**TEXT BLOCK**
Owen notes (French Skeptics, p. 446; cp. Champion, pp. 168-69)
that, though the papal curia requested Montaigne to alter certain
passages in the Essays, "it cannot be shown that he erased or
modified a single one of the points." Sainte-Beuve, indeed, has
noted many safeguarding clauses added to the later versions of
the essay on Prayers (i, 56): but they really carry further the
process of doubt. M. Champion has well shown how the profession of
personal indecision and mere self-portraiture served as a passport
for utterances which would have brought instant punishment on an
author who showed any clear purpose. As it was, nearly a century
passed before the Essais were placed upon the Roman Index Librorum
Prohibitorum (1676).
 
To the orthodox of his own day Montaigne seems to have given entire
satisfaction. Thus Florimond de Boemond, in his Antichrist (2e
éd. 1599, p. 4), begins his apologetic with a skeptical argument,
which he winds up by referring the reader with eulogy to the
Apologie of Montaigne. The modern resort to the skeptical method
in defence of traditional faith seems to date from this time. See
Prof. Fortunat Strowski, Histoire du sentiment religieux en France
au xviie siècle; 1907, i, 55, note. (De Montaigne à Pascal.)
 
 
The momentum of such an influence is seen in the work of Charron
(1541-1603), Montaigne's friend and disciple. The Essais had
first appeared in 1580; the expanded and revised issue in 1588;
and in 1601 there appeared Charron's De la Sagesse, which gives
methodic form and as far as was permissible a direct application to
Montaigne's naturalistic principles. Charron's is a curious case of
mental evolution. First a lawyer, then a priest, he became a highly
successful popular preacher and champion of the Catholic League;
and as such was favoured by the notorious Marguerite (the Second
[2186]) of Navarre. On the assassination of the Duke of Guise by
order of Henri III he delivered an indignant protest from the pulpit,
of which, however, he rapidly repented. [2187] Becoming the friend
of Montaigne in 1586, he shows already in 1593, in his Three Truths,
the influence of the essayist's skepticism, [2188] though Charron's
book was expressly framed to refute, first, the atheists; second,
the pagans, Jews, Mohammedans; and, third, the Christian heretics
and schismatics. The Wisdom, published only eight years later, is a
work of a very different cast, proving a mental change. Even in the
first work "the growing teeth of the skeptic are discernible beneath
the well-worn stumps of the believer"; [2189] but the second almost
testifies to a new birth. Professedly orthodox, it was yet recognized
at once by the devout as a "seminary of impiety," [2190] and brought
on its author a persecution that lasted till his sudden death from
apoplexy, which his critics pronounced to be a divine dispensation. In
the second and rearranged edition, published a year after his death,
there are some modifications; but they are so far from essential [2191]
that Buckle found the book as it stands a kind of pioneer manual of
rationalism. [2192] Its way of putting all religions on one level,
as being alike grounded on bad evidence and held on prejudice, is
only the formal statement of an old idea, found, like so many others
of Charron's, in Montaigne; but the didactic purpose and method
turn the skeptic's shrug into a resolute propaganda. So with the
formal and earnest insistence that true morality cannot be built on
religious hopes and fears--a principle which Charron was the first to
bring directly home to the modern intelligence, [2193] as he did the
principle of development in religious systems. [2194] Attempting as it
does to construct a systematic practical philosophy of life, the book
puts aside so positively the claims of the theologians, [2195] and
so emphatically subordinates religion to the rule of natural reason,
[2196] that it constitutes a virtual revolution in public doctrine
for Christendom. As Montaigne is the effective beginner of modern
literature, so is Charron the beginner of modern secular teaching. He
is a Naturalist, professing theism; and it is not surprising to find
that for a time his book was even more markedly than Montaigne's the
French "freethinker's breviary."

**PROBLEMS**
A. Answer these questions about the passage on Montaigne and Charron:
(i) In what year were the Essais placed upon the Roman Index Librorum Prohibitorum?
(ii) In what year did Charron's De la Sagesse appear?
(iii) What did the devout at once call Charron's Wisdom?
B. Please write the next part of the passage on Montaigne and Charron, picking up right after its final sentence.

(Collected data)
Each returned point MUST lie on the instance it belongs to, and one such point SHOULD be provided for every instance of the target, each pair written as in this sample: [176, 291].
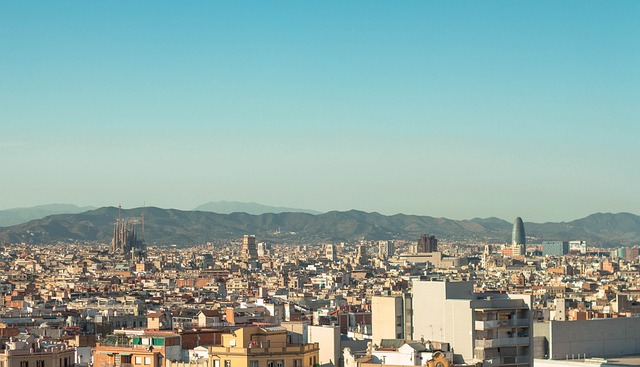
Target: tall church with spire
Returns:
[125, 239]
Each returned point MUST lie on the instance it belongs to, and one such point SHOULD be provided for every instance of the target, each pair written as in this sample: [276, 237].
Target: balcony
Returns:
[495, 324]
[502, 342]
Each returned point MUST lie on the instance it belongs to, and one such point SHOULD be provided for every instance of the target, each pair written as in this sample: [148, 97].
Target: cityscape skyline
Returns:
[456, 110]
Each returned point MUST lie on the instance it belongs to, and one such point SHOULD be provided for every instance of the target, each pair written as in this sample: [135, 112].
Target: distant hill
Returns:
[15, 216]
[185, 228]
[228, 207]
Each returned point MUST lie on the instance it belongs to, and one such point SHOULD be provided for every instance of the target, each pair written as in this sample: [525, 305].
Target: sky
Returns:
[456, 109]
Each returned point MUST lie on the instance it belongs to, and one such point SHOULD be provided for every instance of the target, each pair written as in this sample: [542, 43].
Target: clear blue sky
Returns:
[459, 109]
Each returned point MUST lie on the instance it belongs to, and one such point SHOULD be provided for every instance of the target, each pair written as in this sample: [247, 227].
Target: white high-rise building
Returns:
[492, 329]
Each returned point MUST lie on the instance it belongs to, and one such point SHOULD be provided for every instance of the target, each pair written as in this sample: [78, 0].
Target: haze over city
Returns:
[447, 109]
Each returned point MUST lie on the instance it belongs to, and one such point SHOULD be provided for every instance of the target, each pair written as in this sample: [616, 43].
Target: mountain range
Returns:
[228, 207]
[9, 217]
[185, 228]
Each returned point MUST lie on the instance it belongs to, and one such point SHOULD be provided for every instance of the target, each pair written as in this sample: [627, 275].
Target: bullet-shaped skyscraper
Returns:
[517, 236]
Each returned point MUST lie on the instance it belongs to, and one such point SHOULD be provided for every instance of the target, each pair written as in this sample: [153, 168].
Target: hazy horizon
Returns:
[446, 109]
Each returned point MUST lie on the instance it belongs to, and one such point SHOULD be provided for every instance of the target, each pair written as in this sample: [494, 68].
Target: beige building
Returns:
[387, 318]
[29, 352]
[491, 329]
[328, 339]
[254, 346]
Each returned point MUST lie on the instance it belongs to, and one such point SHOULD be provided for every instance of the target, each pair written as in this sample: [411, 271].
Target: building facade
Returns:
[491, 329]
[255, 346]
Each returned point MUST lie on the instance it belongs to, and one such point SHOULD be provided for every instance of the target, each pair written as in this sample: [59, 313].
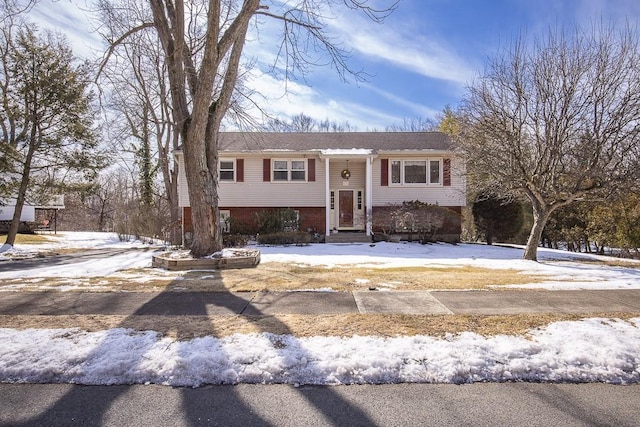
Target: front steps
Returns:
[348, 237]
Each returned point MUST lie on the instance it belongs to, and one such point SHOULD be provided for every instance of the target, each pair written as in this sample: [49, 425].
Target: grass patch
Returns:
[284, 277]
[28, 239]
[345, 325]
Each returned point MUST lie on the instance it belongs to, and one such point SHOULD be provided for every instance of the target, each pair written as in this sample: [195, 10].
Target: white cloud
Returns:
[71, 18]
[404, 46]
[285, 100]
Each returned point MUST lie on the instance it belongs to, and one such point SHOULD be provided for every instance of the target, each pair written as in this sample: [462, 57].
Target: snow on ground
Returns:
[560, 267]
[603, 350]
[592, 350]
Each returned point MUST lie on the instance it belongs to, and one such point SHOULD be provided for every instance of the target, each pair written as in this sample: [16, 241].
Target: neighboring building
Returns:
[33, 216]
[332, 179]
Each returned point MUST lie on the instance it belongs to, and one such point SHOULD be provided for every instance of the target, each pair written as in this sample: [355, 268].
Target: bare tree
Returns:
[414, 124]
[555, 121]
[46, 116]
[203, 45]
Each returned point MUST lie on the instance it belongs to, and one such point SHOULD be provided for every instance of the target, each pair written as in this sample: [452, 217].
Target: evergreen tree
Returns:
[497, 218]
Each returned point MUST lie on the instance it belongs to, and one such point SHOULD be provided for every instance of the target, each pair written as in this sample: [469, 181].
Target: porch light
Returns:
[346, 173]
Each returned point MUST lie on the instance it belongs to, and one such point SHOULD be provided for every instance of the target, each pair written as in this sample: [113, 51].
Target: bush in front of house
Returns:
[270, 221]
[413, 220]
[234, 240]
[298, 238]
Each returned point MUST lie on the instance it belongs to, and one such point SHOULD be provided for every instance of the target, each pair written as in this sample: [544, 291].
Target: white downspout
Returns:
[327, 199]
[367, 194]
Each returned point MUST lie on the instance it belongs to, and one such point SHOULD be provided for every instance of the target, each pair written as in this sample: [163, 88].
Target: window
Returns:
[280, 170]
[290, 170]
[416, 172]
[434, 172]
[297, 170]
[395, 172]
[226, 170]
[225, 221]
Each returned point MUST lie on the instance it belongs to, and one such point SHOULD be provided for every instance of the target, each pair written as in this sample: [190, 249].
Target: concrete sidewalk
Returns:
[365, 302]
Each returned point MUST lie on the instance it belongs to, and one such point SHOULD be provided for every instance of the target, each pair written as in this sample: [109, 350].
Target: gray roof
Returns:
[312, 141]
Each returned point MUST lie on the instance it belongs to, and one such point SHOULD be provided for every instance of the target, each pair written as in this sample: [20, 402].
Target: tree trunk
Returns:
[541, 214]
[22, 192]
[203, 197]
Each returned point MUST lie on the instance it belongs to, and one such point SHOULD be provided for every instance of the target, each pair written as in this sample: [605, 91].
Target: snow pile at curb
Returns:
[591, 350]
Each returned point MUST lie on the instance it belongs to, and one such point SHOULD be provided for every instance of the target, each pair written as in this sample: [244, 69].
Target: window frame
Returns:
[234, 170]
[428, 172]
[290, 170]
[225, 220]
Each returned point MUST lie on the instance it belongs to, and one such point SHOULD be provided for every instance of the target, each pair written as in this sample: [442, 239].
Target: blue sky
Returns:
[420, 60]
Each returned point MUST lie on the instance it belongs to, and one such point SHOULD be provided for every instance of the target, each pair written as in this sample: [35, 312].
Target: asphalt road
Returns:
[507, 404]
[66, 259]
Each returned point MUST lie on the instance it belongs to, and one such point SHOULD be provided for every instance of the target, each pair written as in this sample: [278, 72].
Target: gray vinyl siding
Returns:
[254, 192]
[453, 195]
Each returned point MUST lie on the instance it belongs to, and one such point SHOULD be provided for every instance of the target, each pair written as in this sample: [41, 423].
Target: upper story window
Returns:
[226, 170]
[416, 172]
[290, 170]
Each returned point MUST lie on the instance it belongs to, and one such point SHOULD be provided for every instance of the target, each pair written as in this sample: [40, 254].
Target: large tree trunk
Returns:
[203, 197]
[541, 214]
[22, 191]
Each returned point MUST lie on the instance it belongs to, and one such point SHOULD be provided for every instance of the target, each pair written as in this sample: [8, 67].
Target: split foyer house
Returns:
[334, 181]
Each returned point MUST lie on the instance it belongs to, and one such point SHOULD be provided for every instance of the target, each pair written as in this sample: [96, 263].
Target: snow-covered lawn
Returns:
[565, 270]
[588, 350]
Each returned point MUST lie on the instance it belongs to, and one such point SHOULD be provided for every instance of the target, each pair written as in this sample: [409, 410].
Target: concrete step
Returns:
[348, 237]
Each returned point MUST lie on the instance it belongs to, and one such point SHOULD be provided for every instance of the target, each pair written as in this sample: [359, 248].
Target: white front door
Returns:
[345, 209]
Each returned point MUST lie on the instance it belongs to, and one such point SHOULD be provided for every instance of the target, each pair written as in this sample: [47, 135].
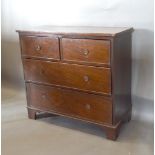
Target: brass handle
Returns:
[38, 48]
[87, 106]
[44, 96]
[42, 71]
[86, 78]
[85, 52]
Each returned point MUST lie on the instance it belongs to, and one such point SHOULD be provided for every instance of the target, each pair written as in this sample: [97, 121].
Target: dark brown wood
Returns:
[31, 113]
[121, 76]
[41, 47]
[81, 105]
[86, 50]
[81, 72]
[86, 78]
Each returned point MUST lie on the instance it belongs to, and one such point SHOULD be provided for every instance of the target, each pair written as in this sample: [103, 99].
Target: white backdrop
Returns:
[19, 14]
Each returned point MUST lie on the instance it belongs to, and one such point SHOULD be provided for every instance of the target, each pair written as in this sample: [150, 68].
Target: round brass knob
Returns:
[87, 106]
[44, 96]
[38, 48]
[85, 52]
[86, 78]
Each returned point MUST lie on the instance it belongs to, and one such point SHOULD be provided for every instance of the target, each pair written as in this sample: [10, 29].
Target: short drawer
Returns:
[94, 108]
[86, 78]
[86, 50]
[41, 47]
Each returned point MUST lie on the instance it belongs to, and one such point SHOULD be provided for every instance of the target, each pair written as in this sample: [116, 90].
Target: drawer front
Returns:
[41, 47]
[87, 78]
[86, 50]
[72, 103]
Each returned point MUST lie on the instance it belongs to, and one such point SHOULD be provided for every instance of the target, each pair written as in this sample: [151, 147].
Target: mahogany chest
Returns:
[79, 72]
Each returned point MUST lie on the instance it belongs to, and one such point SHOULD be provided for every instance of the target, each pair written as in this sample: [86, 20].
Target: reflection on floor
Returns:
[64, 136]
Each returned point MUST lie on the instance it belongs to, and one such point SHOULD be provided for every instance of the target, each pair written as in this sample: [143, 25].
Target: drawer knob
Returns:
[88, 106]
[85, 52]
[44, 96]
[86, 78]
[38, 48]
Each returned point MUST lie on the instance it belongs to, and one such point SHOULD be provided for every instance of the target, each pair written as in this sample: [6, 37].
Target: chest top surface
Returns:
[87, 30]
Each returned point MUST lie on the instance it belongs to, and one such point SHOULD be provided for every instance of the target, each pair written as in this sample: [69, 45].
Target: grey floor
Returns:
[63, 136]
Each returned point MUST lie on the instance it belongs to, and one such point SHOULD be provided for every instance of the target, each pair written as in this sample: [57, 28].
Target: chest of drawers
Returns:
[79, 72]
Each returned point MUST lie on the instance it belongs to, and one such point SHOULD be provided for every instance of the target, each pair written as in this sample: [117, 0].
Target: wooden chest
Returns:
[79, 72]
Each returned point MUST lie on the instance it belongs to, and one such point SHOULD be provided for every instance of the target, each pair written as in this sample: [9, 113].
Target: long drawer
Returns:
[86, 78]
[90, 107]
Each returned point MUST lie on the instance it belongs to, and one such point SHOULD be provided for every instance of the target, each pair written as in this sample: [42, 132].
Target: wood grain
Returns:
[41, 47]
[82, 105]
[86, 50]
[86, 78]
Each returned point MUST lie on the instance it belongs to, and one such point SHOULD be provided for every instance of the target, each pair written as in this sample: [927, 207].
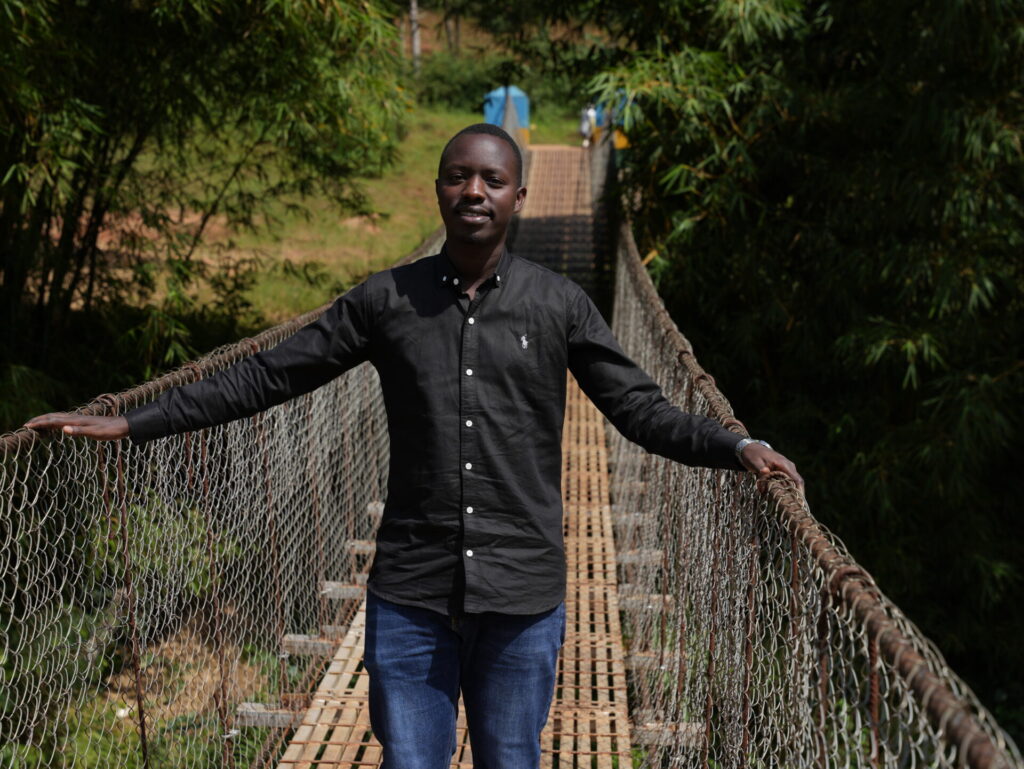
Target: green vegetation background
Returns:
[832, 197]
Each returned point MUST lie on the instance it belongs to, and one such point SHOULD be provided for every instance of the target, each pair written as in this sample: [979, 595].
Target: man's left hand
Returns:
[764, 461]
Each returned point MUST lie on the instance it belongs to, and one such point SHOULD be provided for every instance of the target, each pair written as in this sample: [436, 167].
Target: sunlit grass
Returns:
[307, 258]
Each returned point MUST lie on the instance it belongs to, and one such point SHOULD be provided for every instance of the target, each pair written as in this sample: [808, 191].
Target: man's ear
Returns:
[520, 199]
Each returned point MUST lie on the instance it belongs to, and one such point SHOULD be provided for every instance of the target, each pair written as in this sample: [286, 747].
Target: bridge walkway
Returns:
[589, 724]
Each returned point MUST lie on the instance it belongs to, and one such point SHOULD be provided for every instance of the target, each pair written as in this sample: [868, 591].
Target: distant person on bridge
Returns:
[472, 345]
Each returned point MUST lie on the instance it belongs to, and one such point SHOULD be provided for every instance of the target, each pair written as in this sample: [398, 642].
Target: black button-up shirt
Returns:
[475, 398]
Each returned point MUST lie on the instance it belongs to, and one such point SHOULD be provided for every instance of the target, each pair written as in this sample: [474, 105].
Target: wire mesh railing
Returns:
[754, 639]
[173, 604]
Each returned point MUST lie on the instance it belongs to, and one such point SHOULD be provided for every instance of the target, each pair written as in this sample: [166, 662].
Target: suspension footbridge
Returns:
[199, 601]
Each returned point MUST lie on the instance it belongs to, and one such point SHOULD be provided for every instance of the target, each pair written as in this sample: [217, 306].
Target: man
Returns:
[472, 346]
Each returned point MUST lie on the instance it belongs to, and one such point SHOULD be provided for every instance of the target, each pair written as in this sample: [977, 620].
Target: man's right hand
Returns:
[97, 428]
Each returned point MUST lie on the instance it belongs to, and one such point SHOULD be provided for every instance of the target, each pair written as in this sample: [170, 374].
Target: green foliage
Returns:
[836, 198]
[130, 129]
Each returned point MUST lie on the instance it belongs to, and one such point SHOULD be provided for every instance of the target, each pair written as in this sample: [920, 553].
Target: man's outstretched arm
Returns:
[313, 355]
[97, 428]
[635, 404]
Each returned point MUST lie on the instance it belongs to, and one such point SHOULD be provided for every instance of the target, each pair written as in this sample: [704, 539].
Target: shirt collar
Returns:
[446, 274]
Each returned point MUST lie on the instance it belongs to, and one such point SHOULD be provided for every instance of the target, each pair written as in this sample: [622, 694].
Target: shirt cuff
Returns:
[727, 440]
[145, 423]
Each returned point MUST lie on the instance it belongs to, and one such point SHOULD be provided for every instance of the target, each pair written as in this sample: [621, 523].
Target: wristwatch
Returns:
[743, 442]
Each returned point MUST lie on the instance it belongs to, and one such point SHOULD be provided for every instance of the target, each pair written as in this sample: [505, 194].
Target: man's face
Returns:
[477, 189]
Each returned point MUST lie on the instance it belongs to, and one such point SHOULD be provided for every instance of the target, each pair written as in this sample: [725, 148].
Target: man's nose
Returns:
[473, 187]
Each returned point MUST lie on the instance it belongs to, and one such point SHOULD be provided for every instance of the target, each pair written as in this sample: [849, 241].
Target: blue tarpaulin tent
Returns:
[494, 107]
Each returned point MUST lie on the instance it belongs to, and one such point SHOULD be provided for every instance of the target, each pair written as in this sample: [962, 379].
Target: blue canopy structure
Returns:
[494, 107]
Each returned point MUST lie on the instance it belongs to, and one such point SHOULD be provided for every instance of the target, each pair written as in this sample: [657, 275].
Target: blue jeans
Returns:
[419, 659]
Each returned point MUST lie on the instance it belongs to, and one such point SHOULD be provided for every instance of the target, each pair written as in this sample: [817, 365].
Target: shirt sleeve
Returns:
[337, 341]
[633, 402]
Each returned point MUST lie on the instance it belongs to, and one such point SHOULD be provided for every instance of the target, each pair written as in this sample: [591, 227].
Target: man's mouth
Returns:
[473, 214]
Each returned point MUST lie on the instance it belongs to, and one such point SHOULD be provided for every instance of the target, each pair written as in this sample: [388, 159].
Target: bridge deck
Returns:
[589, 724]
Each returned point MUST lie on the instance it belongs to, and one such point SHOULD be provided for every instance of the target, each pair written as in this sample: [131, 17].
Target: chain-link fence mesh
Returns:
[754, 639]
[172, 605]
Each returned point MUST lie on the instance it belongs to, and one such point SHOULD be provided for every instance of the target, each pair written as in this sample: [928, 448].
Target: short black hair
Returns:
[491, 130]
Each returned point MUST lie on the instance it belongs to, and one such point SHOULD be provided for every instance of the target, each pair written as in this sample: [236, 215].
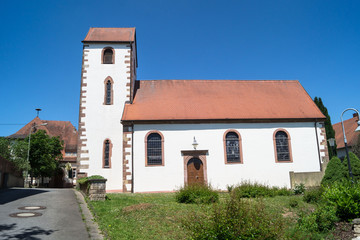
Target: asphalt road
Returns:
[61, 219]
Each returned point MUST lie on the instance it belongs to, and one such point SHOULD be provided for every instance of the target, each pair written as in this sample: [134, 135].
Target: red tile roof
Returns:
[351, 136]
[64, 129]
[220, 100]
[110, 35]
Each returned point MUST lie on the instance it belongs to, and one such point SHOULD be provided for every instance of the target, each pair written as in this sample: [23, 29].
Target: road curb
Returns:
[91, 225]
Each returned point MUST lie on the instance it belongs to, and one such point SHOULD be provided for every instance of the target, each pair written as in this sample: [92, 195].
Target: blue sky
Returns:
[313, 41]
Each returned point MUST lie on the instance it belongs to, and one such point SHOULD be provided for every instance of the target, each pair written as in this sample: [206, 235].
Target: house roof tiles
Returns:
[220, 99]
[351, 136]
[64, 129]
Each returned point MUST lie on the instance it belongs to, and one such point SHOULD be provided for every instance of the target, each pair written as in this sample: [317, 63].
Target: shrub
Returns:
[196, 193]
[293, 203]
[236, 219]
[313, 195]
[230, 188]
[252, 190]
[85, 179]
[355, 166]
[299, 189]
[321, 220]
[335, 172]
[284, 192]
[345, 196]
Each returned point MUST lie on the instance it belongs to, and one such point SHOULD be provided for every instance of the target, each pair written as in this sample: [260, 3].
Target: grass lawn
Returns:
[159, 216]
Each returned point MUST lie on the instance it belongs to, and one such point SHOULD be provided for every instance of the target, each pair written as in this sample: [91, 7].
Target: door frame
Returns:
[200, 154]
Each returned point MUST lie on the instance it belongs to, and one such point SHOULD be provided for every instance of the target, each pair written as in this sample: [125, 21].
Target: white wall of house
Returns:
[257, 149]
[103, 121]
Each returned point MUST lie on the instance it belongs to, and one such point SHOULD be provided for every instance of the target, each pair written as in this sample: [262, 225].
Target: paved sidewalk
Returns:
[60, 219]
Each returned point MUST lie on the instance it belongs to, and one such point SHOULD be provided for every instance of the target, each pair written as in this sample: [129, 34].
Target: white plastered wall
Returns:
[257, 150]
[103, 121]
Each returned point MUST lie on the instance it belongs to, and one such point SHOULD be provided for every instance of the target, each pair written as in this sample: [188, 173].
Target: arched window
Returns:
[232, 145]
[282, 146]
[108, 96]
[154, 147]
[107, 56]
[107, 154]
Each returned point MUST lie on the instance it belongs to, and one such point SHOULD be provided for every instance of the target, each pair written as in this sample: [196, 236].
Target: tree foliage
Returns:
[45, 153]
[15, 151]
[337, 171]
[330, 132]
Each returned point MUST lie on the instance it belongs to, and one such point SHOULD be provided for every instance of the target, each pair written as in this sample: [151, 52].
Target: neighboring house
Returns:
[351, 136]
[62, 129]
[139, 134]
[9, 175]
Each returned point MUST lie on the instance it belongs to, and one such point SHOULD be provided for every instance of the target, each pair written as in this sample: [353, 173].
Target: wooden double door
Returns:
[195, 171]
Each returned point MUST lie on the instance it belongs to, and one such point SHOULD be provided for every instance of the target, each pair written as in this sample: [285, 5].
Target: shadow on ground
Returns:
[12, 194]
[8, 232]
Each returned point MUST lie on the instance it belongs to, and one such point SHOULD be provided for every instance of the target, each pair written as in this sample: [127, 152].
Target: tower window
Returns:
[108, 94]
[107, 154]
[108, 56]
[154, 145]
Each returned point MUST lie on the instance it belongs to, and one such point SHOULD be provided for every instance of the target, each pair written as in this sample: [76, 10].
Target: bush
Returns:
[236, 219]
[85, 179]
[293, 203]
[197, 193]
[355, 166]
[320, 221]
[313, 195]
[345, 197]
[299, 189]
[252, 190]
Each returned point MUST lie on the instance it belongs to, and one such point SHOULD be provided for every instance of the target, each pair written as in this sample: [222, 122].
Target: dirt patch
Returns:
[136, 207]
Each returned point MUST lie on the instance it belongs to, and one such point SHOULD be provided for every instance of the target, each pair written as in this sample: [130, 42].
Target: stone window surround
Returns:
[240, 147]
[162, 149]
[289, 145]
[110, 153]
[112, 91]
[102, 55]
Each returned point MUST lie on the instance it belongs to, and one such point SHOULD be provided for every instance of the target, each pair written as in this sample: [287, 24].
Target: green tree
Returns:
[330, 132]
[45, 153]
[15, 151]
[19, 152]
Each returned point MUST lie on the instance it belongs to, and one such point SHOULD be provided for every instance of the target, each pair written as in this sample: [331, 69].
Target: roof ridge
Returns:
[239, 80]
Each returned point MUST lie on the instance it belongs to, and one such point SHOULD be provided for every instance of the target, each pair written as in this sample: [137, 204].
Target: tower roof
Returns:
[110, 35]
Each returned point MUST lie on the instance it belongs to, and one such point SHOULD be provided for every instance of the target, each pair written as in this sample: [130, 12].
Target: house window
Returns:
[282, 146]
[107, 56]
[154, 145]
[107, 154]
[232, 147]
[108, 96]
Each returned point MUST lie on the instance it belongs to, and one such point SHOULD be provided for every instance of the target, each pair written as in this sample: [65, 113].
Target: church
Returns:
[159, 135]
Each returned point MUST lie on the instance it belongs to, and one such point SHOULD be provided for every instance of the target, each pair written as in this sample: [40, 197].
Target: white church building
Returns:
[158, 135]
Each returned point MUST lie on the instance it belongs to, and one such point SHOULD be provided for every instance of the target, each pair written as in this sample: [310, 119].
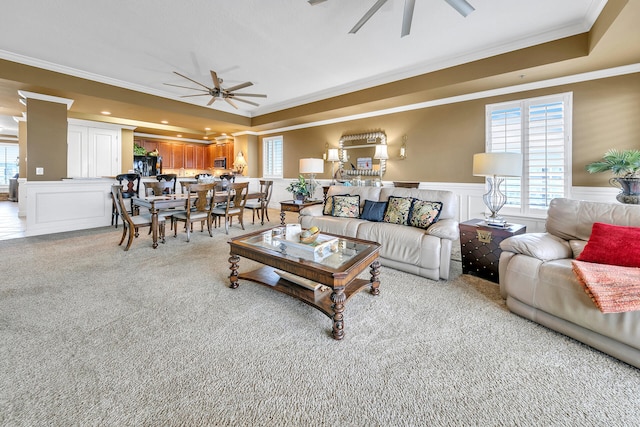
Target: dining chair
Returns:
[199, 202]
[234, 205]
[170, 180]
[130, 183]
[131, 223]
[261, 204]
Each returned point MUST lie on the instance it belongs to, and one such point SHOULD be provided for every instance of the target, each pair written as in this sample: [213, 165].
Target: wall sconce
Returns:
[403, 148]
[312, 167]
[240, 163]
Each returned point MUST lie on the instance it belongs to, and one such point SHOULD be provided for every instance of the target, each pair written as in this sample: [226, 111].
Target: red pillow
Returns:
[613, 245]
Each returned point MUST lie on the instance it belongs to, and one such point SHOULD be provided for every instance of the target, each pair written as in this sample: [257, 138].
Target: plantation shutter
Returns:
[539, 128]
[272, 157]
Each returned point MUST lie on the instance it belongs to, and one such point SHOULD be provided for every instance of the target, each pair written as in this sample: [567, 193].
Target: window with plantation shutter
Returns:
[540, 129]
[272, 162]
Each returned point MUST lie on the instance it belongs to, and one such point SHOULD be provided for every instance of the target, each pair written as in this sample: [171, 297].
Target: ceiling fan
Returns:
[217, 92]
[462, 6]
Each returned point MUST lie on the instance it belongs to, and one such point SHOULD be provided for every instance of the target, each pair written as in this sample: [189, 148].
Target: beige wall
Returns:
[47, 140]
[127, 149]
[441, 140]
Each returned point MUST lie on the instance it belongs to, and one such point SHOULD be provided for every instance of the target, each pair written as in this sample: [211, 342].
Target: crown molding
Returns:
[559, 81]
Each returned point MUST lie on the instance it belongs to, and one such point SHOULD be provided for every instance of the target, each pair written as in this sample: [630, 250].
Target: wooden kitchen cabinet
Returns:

**OUTPUTS IN ORDER**
A.
(i) 1676
(ii) 1601
(iii) A "seminary of impiety"

B.
 
 
Strowski, as cited, pp. 164-65, 183 sq., founding on Garasse and
Mersenne. Strowski at first pronounces Charron "in reality only a
collector of commonplaces" (p. 166); but afterwards obliviously
confesses (p. 191) that "his audacities are astonishing,"
and explains that "he formulates, perhaps without knowing
it, a whole doctrine of irreligion which outgoes the man and
the time--a thought stronger than the thinker!" And again he
forgetfully speaks of "cette critique hardie et méthodique,
j'allais écrire scientifique" (p. 240). All this would be a new
form of commonplace.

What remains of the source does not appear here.